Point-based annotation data
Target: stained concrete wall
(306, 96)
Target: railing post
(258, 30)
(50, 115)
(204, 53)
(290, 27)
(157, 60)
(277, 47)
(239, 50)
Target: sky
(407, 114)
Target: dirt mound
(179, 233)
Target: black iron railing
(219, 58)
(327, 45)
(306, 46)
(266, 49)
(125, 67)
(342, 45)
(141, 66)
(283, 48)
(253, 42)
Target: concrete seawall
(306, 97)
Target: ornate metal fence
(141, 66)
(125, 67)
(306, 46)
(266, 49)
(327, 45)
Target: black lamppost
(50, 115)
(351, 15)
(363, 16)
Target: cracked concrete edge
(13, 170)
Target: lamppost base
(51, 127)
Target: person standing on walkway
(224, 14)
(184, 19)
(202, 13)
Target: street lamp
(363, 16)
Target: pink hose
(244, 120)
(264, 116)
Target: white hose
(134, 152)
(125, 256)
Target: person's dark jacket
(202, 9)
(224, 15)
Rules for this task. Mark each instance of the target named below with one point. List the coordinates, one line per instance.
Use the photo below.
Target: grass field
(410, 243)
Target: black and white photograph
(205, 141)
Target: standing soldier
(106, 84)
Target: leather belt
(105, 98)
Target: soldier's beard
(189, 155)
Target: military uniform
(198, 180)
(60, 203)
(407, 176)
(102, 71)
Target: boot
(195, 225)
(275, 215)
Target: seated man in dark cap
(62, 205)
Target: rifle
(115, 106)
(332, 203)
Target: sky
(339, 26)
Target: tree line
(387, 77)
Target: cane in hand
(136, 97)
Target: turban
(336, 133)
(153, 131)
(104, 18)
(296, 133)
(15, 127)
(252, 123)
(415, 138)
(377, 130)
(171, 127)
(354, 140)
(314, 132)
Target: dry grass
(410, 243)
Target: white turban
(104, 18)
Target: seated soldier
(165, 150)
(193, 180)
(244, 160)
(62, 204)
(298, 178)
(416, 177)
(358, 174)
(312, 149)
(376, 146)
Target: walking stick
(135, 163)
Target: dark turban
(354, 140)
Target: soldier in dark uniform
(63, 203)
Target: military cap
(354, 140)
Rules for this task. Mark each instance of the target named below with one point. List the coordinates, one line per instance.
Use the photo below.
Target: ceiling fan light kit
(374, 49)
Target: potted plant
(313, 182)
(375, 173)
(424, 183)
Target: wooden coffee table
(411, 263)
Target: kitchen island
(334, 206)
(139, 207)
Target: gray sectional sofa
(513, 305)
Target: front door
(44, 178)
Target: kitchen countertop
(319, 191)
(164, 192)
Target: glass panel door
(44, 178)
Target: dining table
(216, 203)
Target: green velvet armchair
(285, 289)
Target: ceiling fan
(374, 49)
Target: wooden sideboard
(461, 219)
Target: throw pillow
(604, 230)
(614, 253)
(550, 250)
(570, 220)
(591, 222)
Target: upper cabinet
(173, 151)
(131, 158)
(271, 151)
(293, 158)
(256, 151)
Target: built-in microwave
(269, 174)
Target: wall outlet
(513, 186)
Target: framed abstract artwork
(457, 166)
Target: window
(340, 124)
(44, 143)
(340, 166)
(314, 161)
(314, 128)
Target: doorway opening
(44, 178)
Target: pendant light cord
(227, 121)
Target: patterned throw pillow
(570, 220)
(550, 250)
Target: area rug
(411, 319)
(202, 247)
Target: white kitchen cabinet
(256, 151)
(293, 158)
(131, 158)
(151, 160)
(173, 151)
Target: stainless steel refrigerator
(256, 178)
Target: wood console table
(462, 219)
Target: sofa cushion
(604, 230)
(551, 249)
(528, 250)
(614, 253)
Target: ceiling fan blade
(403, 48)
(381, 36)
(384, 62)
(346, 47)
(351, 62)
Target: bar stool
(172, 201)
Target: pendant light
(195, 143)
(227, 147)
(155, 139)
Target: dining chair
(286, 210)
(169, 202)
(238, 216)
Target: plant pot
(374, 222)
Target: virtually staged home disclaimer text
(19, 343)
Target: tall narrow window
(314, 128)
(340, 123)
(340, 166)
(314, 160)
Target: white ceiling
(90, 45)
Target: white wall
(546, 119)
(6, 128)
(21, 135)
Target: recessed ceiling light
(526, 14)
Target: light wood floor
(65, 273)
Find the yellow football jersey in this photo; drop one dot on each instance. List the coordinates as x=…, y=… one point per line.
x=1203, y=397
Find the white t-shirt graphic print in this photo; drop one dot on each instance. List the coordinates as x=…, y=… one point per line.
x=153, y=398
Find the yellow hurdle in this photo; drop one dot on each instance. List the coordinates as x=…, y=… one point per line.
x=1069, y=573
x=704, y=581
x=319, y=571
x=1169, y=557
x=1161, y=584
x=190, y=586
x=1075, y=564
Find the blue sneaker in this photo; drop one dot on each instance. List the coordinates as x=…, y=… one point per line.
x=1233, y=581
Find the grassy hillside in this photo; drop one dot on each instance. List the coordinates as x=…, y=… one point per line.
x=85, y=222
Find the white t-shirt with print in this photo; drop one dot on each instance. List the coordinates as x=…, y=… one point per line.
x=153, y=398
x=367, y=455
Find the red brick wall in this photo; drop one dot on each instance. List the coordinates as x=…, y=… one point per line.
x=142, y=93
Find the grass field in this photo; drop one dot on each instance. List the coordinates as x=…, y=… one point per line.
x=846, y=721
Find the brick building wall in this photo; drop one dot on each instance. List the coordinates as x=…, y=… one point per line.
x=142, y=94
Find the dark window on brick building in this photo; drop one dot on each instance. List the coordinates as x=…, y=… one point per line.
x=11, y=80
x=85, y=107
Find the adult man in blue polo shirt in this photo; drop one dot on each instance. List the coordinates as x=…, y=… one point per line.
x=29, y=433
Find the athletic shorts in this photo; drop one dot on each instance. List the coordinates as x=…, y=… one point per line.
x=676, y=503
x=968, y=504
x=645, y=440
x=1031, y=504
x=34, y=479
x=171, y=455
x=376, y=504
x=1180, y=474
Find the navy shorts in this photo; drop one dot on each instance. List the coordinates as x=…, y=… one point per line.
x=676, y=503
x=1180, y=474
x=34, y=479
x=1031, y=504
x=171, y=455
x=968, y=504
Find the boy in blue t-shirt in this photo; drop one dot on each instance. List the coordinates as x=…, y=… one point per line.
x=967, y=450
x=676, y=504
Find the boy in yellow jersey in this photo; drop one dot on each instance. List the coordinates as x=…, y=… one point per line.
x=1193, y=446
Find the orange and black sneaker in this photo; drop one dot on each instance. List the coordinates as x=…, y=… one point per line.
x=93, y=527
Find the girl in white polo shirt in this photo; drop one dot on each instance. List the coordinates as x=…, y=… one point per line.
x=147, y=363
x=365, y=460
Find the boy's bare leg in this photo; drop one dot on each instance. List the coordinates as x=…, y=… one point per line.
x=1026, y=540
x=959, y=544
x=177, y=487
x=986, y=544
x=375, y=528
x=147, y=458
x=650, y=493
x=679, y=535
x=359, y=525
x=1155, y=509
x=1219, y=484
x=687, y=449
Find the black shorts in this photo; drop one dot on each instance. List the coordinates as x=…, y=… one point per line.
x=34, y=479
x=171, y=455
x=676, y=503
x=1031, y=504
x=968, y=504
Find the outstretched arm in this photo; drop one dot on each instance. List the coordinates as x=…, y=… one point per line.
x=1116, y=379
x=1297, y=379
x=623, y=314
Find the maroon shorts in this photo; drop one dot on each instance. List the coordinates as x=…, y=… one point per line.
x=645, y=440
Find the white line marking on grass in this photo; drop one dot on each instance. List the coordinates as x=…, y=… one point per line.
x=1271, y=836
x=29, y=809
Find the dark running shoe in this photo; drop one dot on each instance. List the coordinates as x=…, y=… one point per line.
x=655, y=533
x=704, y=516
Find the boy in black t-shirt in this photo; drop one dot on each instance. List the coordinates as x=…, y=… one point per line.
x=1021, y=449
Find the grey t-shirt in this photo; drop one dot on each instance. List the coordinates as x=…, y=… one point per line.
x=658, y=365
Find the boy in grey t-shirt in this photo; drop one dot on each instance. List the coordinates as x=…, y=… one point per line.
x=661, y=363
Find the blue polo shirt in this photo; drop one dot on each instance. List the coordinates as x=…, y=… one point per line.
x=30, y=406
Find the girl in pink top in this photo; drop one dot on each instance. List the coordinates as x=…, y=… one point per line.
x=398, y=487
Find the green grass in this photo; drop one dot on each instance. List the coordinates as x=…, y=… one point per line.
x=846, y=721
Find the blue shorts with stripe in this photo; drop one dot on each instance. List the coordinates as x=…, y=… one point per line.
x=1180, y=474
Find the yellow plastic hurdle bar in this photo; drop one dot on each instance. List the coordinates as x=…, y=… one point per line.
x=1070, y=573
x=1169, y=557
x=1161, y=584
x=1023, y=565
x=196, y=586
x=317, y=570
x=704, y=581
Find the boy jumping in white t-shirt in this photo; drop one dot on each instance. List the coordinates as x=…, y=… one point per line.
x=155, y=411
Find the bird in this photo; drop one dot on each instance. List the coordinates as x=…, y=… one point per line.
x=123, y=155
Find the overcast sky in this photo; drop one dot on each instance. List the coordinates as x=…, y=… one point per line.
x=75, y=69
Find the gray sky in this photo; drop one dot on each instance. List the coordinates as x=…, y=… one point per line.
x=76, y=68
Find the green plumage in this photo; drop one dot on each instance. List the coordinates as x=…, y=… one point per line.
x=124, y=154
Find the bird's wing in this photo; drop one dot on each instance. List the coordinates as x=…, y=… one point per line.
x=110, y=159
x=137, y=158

• **REQUIRED TASK**: Return the lines beginning at the one that contains "Find the blue polo" and continuing through the last line of the data, exactly as they stand and without any others.

• **FULL RESPONSE**:
Find the blue polo shirt in this photo; drop one dot on each instance. List the coordinates as x=…, y=… one point per line.
x=30, y=406
Find the girl in pink top in this photo; drop one dot on each instance. List the coordinates as x=…, y=… one point per line.
x=398, y=487
Find the green grass in this photo; drop one dot on each instance. List the coordinates as x=…, y=… one point per line.
x=846, y=721
Find the blue shorts with stripe in this photo; drop one dot on each instance. List the coordinates as x=…, y=… one point per line.
x=1180, y=474
Find the yellow plastic hurdle bar in this photo; drop one dot on each instance. List the coordinates as x=…, y=… one point per line.
x=1070, y=573
x=1169, y=557
x=1161, y=584
x=1023, y=565
x=196, y=586
x=317, y=570
x=704, y=581
Find the boy jumping in white t-shirt in this photo; drop one dot on each instance. List the coordinates as x=…, y=… one point per line.
x=155, y=411
Find the bird in this photo; drop one dot on each instance. List the coordinates as x=…, y=… one point per line.
x=123, y=155
Find the overcast sky in this photo; drop one dot on each instance. List the coordinates as x=…, y=… one point per line.
x=75, y=69
Find the gray sky in this photo; drop one dot on each instance. List the coordinates as x=…, y=… one point per line.
x=76, y=68
Find the green plumage in this photo; drop one dot on each instance. List the coordinates as x=…, y=… one point per line.
x=124, y=154
Find the bird's wing in this photo; drop one dot on each instance. List the coordinates as x=…, y=… one point per line.
x=110, y=159
x=137, y=158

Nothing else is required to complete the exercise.